• DATASET ROWS:

####################

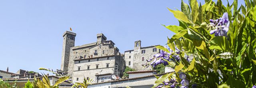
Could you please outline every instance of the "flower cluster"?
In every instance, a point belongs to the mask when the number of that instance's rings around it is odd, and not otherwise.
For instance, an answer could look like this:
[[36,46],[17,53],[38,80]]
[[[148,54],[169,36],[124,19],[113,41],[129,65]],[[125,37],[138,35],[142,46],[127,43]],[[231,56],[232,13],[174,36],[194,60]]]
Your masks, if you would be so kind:
[[[167,47],[166,46],[165,46],[165,48],[167,48]],[[173,52],[173,51],[170,48],[168,48],[168,50],[170,53],[164,51],[162,50],[160,50],[160,53],[154,55],[154,58],[151,58],[148,60],[147,60],[146,61],[148,62],[149,62],[153,60],[153,61],[150,63],[150,65],[152,65],[153,68],[155,67],[158,65],[162,63],[163,63],[164,65],[164,66],[168,65],[168,62],[163,60],[163,59],[169,61],[171,60],[175,61],[174,59],[177,62],[180,61],[180,58],[178,55],[173,55],[172,56],[172,58],[170,58],[170,56],[172,55],[172,53]],[[176,47],[175,52],[177,54],[180,54],[180,50]],[[159,59],[158,59],[158,58]]]
[[210,32],[211,34],[214,33],[215,36],[227,36],[230,24],[228,13],[224,13],[222,18],[215,20],[210,19],[210,21],[209,26],[213,29]]
[[182,80],[180,84],[182,84],[181,88],[188,88],[188,85],[189,85],[189,81],[186,79],[186,75],[184,73],[180,74],[180,78]]

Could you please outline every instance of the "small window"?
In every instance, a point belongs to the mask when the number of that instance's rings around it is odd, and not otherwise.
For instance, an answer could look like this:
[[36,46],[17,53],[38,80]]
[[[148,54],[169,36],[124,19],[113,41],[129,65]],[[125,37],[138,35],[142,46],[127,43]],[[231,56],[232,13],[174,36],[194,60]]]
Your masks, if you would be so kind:
[[141,50],[141,53],[142,54],[145,54],[145,50]]
[[156,48],[153,48],[153,52],[156,52]]

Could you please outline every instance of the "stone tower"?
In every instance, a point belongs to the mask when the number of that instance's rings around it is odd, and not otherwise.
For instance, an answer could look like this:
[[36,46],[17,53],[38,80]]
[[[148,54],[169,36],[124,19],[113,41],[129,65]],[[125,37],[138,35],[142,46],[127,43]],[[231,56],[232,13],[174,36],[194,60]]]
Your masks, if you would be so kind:
[[75,46],[75,38],[76,34],[69,31],[66,31],[63,34],[63,45],[61,56],[61,66],[60,70],[67,74],[68,69],[68,63],[70,60],[69,55],[70,48]]
[[97,44],[102,42],[102,41],[107,40],[107,37],[102,33],[97,34]]

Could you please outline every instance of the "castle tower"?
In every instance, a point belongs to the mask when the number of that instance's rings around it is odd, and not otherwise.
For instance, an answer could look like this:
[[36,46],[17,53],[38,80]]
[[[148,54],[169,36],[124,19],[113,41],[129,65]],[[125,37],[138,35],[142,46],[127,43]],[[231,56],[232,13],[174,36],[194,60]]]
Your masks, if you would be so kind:
[[63,34],[63,45],[61,56],[61,66],[60,70],[66,74],[68,72],[69,54],[70,48],[75,46],[75,38],[76,34],[69,31],[66,31]]
[[107,40],[107,37],[102,33],[97,34],[97,44],[102,42],[102,41]]

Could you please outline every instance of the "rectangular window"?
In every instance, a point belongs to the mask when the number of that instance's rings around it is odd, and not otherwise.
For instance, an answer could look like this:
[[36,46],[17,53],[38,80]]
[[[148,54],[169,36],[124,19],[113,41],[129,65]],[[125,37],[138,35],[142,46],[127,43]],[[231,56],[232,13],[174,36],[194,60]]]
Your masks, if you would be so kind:
[[153,52],[156,52],[156,48],[153,48]]
[[145,50],[141,50],[142,54],[145,54]]

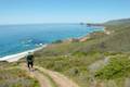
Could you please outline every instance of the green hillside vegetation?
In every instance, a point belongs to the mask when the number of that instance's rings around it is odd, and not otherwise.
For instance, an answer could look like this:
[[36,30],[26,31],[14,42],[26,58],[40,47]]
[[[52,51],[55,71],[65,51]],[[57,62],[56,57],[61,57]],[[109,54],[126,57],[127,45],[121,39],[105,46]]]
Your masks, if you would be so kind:
[[39,87],[39,83],[16,63],[0,62],[0,87]]
[[[92,33],[91,39],[84,42],[49,45],[36,52],[36,64],[63,73],[81,87],[90,87],[95,82],[95,87],[127,87],[130,82],[130,22],[119,21],[104,24],[107,30],[114,30],[110,35]],[[105,64],[106,58],[108,63]]]

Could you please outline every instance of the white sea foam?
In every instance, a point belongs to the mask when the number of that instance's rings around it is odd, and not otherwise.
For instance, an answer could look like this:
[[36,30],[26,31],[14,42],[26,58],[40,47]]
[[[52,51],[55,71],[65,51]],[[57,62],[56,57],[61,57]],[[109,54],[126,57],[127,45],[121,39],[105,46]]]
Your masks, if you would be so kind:
[[27,51],[24,51],[24,52],[21,52],[21,53],[6,55],[6,57],[3,57],[3,58],[0,58],[0,61],[15,62],[15,61],[26,57],[28,54],[28,52],[35,52],[35,51],[41,50],[41,49],[46,48],[47,46],[48,45],[42,45],[41,47],[38,47],[36,49],[32,49],[32,50],[27,50]]

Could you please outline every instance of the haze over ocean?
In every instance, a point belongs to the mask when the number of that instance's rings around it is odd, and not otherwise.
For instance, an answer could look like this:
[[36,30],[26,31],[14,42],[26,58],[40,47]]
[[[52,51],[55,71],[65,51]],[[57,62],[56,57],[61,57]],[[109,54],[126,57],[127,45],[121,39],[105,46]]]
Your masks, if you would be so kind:
[[0,26],[0,57],[37,48],[60,39],[81,37],[103,30],[79,24],[5,25]]

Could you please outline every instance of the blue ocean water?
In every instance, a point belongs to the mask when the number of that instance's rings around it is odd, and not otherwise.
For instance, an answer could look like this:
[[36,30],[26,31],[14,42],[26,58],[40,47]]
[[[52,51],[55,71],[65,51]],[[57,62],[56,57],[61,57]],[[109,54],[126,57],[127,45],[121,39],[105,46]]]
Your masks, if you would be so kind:
[[66,38],[77,38],[102,27],[87,27],[79,24],[39,24],[0,26],[0,57],[37,48]]

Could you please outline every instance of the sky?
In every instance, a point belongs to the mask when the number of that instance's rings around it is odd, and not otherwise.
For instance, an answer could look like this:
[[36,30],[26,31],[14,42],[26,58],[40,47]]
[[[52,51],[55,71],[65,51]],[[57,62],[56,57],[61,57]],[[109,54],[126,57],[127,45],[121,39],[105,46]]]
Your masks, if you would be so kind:
[[0,0],[0,25],[103,23],[130,17],[130,0]]

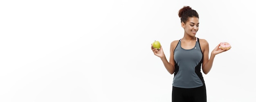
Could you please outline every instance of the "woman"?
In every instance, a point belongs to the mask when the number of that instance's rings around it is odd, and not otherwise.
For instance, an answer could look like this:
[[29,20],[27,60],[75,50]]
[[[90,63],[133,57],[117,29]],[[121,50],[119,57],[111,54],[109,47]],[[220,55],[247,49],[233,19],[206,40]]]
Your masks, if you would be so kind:
[[166,69],[174,74],[173,82],[172,102],[207,102],[206,89],[201,68],[208,74],[215,56],[229,49],[222,49],[219,44],[211,52],[209,59],[209,45],[205,39],[195,37],[198,31],[199,17],[191,7],[184,7],[179,11],[184,35],[171,43],[170,60],[166,59],[162,46],[151,50],[160,57]]

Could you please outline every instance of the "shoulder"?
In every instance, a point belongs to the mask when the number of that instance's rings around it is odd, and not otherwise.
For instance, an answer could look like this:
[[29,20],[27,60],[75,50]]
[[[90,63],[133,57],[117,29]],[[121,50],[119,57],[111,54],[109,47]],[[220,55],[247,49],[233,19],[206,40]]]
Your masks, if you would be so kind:
[[200,46],[203,47],[207,47],[209,46],[208,42],[204,39],[199,39],[199,43],[200,43]]
[[177,46],[179,41],[179,40],[174,40],[171,42],[171,46],[170,47],[170,50],[174,51],[174,49],[175,49],[175,48]]
[[176,47],[177,45],[178,44],[178,43],[179,42],[179,41],[180,41],[179,40],[174,40],[174,41],[173,41],[172,42],[171,42],[171,46],[174,46]]

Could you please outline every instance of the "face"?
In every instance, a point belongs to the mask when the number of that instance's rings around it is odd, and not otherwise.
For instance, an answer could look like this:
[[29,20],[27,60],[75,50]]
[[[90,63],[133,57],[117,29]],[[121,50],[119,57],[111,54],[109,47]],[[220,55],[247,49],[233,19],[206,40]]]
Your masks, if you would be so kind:
[[182,26],[184,28],[185,34],[194,37],[199,28],[199,20],[196,17],[189,17],[186,24],[182,23]]

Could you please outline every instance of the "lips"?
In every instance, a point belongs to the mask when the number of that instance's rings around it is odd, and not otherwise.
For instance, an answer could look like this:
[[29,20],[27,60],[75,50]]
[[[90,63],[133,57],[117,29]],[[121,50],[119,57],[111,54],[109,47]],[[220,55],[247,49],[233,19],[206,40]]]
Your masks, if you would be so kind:
[[194,34],[196,34],[196,31],[192,31],[192,33]]

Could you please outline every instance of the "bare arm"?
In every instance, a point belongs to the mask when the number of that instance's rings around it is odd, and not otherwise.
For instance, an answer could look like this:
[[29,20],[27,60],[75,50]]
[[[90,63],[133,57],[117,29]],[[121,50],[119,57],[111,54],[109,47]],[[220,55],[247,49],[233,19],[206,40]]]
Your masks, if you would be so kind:
[[171,74],[172,74],[174,73],[175,69],[174,67],[175,62],[174,61],[173,57],[173,50],[176,47],[176,45],[177,45],[177,41],[173,41],[171,44],[171,46],[170,48],[170,54],[169,62],[168,62],[167,59],[166,58],[166,56],[163,51],[162,46],[161,46],[160,49],[157,50],[156,48],[153,48],[153,46],[151,46],[151,49],[153,51],[153,52],[154,52],[155,55],[160,57],[161,60],[163,62],[163,63],[164,64],[164,67],[168,72]]
[[[203,54],[204,56],[204,60],[202,64],[202,69],[204,74],[207,74],[211,70],[213,63],[213,60],[216,55],[218,54],[222,53],[227,50],[225,49],[221,49],[219,48],[220,44],[219,44],[213,49],[211,53],[210,59],[209,59],[209,44],[208,42],[204,39],[200,39],[200,44],[202,48]],[[202,43],[201,43],[202,42]]]

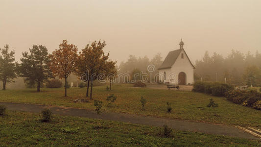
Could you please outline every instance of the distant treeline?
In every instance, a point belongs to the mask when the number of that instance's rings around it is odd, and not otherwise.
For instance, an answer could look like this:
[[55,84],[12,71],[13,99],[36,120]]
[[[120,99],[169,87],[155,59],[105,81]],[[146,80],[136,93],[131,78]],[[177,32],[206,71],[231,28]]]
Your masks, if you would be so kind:
[[[131,76],[130,79],[131,80],[135,74],[142,72],[143,74],[152,74],[153,80],[157,80],[158,79],[154,79],[154,75],[158,73],[157,69],[162,62],[162,57],[160,53],[156,54],[152,59],[149,59],[146,56],[143,57],[137,57],[135,55],[131,55],[127,61],[123,61],[120,64],[118,73],[129,74]],[[149,66],[151,68],[149,72],[148,71]],[[140,78],[141,76],[136,77],[136,79],[140,80]]]
[[195,62],[194,80],[219,81],[240,85],[261,86],[261,53],[249,51],[244,54],[232,50],[227,57],[214,52],[211,56],[208,51],[200,60]]

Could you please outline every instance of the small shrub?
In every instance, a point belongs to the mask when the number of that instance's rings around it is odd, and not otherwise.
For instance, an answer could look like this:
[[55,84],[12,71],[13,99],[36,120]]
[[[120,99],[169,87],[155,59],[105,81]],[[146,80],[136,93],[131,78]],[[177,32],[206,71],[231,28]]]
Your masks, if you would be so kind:
[[173,132],[172,129],[166,125],[163,125],[163,131],[161,128],[160,129],[160,135],[166,137],[170,137]]
[[204,93],[205,91],[205,82],[195,82],[193,84],[192,91],[196,92]]
[[253,108],[258,110],[261,110],[261,100],[256,101],[253,105]]
[[106,100],[109,101],[109,104],[111,104],[112,102],[114,102],[117,98],[117,97],[115,96],[114,94],[112,94],[107,97]]
[[171,107],[171,103],[167,102],[167,112],[171,112],[171,110],[172,108]]
[[141,103],[142,103],[142,109],[144,109],[144,107],[145,107],[146,102],[147,102],[147,100],[146,100],[146,99],[143,98],[143,97],[142,97],[142,98],[141,98]]
[[206,82],[204,84],[204,93],[209,95],[212,94],[212,86],[213,86],[213,84],[211,82]]
[[74,134],[78,132],[78,131],[80,129],[79,127],[77,127],[76,128],[71,128],[69,127],[62,127],[59,129],[61,132],[66,133]]
[[69,84],[69,83],[68,82],[66,82],[66,85],[64,84],[64,87],[65,87],[65,86],[66,86],[67,88],[70,88],[70,87],[71,87],[71,86],[70,86],[70,85]]
[[49,88],[59,88],[62,87],[63,83],[57,79],[52,79],[46,84],[46,87]]
[[4,105],[0,105],[0,116],[3,116],[6,112],[6,107]]
[[49,109],[46,109],[42,111],[42,115],[43,119],[42,121],[43,122],[50,122],[52,117],[52,113]]
[[233,89],[231,86],[227,84],[198,81],[193,84],[192,91],[212,94],[214,96],[223,97],[226,92]]
[[226,93],[225,97],[228,100],[235,103],[257,109],[259,103],[257,102],[261,100],[261,94],[256,90],[231,90]]
[[101,107],[102,106],[102,101],[95,100],[94,101],[94,106],[95,106],[95,111],[97,113],[97,114],[100,114],[101,113]]
[[80,84],[79,84],[79,87],[80,87],[80,88],[84,87],[84,84],[83,83],[80,83]]
[[215,103],[213,98],[210,98],[210,103],[207,105],[207,107],[212,107],[213,108],[218,107],[218,104]]
[[233,87],[228,84],[218,82],[214,83],[212,86],[212,95],[223,97],[225,94],[233,89]]
[[133,86],[134,87],[147,87],[147,85],[141,81],[138,81],[134,83]]

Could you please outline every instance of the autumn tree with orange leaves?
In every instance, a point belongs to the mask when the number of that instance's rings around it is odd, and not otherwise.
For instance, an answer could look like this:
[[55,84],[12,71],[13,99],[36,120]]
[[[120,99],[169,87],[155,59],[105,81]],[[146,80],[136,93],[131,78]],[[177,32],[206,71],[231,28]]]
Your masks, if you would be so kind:
[[[115,63],[108,61],[109,53],[106,55],[103,49],[106,46],[105,41],[95,41],[92,44],[88,44],[80,52],[77,61],[76,73],[82,80],[88,82],[86,97],[89,95],[89,89],[91,83],[90,99],[93,99],[93,85],[94,80],[103,75],[101,78],[105,78],[106,74],[115,68]],[[84,76],[83,76],[84,75]],[[101,77],[100,76],[100,79]]]
[[[77,47],[73,44],[68,44],[66,40],[59,45],[59,49],[55,49],[50,55],[51,61],[49,66],[55,76],[60,78],[64,78],[65,84],[67,78],[75,71],[76,62],[77,59]],[[67,86],[65,86],[65,97],[67,96]]]

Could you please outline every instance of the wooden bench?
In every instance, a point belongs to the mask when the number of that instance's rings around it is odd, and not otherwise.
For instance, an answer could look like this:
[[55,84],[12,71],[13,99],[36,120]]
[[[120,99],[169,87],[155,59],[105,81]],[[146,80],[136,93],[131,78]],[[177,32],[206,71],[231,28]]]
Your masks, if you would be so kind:
[[176,88],[177,90],[179,89],[179,85],[167,85],[167,87],[168,88],[168,90],[170,90],[170,88]]

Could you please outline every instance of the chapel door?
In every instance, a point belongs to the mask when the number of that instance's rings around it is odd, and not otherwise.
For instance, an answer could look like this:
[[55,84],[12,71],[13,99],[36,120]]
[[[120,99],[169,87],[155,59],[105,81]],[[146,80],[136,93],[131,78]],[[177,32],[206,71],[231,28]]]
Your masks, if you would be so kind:
[[184,72],[179,74],[179,85],[186,85],[186,74]]

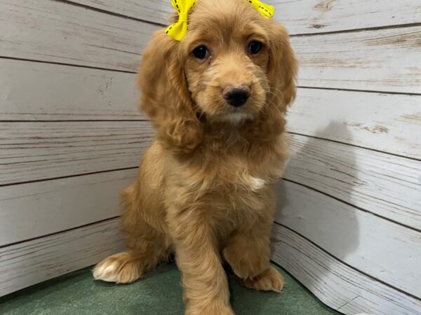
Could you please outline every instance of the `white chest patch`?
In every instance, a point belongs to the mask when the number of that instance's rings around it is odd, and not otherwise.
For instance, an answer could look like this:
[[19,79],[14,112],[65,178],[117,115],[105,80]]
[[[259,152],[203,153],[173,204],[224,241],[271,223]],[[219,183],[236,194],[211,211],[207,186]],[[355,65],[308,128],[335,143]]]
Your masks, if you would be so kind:
[[250,176],[249,176],[247,178],[246,181],[247,183],[246,183],[246,184],[253,191],[256,191],[260,189],[262,189],[266,186],[266,181],[265,181],[264,179],[258,178],[257,177],[253,177]]

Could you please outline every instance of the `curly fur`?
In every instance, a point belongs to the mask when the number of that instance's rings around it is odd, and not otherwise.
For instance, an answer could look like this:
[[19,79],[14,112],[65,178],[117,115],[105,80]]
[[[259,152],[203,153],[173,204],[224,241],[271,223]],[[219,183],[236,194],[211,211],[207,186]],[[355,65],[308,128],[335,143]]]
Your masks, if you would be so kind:
[[[264,44],[255,55],[250,40]],[[199,45],[208,59],[192,55]],[[122,192],[128,250],[100,262],[95,279],[131,282],[175,253],[187,314],[233,314],[222,260],[245,286],[281,290],[269,232],[295,73],[285,29],[245,0],[198,0],[180,42],[154,34],[139,85],[156,137]],[[234,109],[221,91],[241,85],[251,94]]]

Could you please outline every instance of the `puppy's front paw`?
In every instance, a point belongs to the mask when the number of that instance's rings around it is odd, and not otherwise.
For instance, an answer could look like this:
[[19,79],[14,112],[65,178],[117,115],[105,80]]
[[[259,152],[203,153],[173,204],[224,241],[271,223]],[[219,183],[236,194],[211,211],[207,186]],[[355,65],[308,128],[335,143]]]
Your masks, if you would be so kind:
[[281,274],[271,266],[258,276],[243,279],[242,282],[244,286],[252,289],[279,293],[285,281]]
[[210,304],[187,304],[185,315],[234,315],[232,309],[223,303]]
[[128,252],[105,258],[93,269],[93,278],[117,284],[129,284],[141,276],[139,263]]

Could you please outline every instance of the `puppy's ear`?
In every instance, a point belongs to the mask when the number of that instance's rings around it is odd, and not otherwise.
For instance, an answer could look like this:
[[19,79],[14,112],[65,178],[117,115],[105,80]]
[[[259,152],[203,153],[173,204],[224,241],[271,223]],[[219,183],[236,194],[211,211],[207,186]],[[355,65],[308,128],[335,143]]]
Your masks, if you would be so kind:
[[297,60],[286,29],[276,23],[271,33],[268,76],[272,88],[272,104],[277,104],[279,109],[285,113],[295,97]]
[[174,152],[188,152],[201,141],[178,54],[179,43],[162,30],[154,33],[143,52],[139,72],[140,108],[156,130],[156,139]]

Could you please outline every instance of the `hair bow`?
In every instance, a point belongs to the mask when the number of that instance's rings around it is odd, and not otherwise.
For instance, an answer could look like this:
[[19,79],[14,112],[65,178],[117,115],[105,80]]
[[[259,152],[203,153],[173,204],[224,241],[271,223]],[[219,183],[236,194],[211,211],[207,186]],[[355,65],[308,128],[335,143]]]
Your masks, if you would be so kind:
[[187,32],[187,17],[194,2],[195,0],[171,0],[171,4],[178,13],[178,20],[168,27],[165,32],[175,41],[181,41]]
[[[246,0],[251,4],[265,18],[269,19],[274,16],[275,8],[259,0]],[[178,13],[178,20],[166,28],[165,33],[175,41],[181,41],[187,32],[187,18],[189,11],[194,6],[196,0],[171,0],[173,7]]]
[[260,2],[259,0],[247,0],[260,13],[267,19],[270,19],[274,16],[275,8],[272,6]]

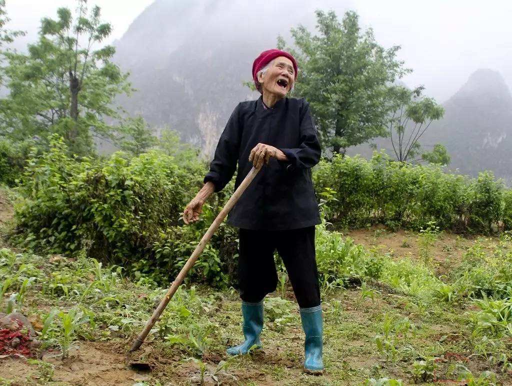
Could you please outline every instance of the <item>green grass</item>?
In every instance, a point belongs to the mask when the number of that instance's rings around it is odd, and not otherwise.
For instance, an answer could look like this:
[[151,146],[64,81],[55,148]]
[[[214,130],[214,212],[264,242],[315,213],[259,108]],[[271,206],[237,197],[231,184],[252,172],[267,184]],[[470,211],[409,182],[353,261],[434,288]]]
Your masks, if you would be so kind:
[[[424,255],[392,258],[358,250],[358,261],[364,265],[376,259],[372,264],[378,262],[380,273],[361,274],[363,284],[346,284],[324,296],[326,371],[321,376],[302,372],[304,333],[288,283],[285,293],[278,289],[266,299],[262,350],[234,357],[225,354],[226,347],[243,338],[236,291],[182,286],[146,339],[149,351],[137,355],[158,365],[148,384],[199,384],[201,374],[214,384],[216,379],[241,384],[393,384],[384,379],[389,378],[403,384],[458,379],[468,384],[506,384],[512,325],[508,314],[489,322],[496,304],[479,299],[488,297],[507,306],[511,249],[507,237],[477,239],[461,263],[441,278]],[[351,259],[353,263],[356,258]],[[127,350],[166,290],[83,256],[71,259],[9,248],[0,251],[0,287],[10,281],[2,307],[14,298],[15,309],[47,321],[42,349],[63,350],[64,356],[74,347],[79,353],[87,341]],[[30,278],[35,278],[31,285],[24,285]],[[20,291],[22,303],[15,301]],[[37,373],[51,383],[58,366],[45,363],[26,362],[26,373],[20,374],[27,382],[33,380],[29,373]],[[0,376],[9,384],[1,371]]]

####################

• WHAT TO DO:
Copy the lines between the one holding "Could you please outline every instance of the sky?" and the one holding "[[0,0],[0,25],[103,23],[130,17],[130,0]]", inclusive, without changing a character.

• OUTPUT FOR THIS EXERCISE:
Could you please outline every instance of the sky?
In every instance, a point belongs to the mask when the number of that instance's rings around it is odd, and not otherwise.
For instance, an answer could look like this:
[[36,30],[26,31],[14,42],[26,58],[40,47]]
[[[52,51],[55,71],[65,51]],[[57,62],[56,57],[61,57]],[[109,54],[126,57],[127,45],[121,39],[105,46]]]
Your masks, if you would be so kind:
[[0,0],[0,25],[103,23],[130,17],[130,0]]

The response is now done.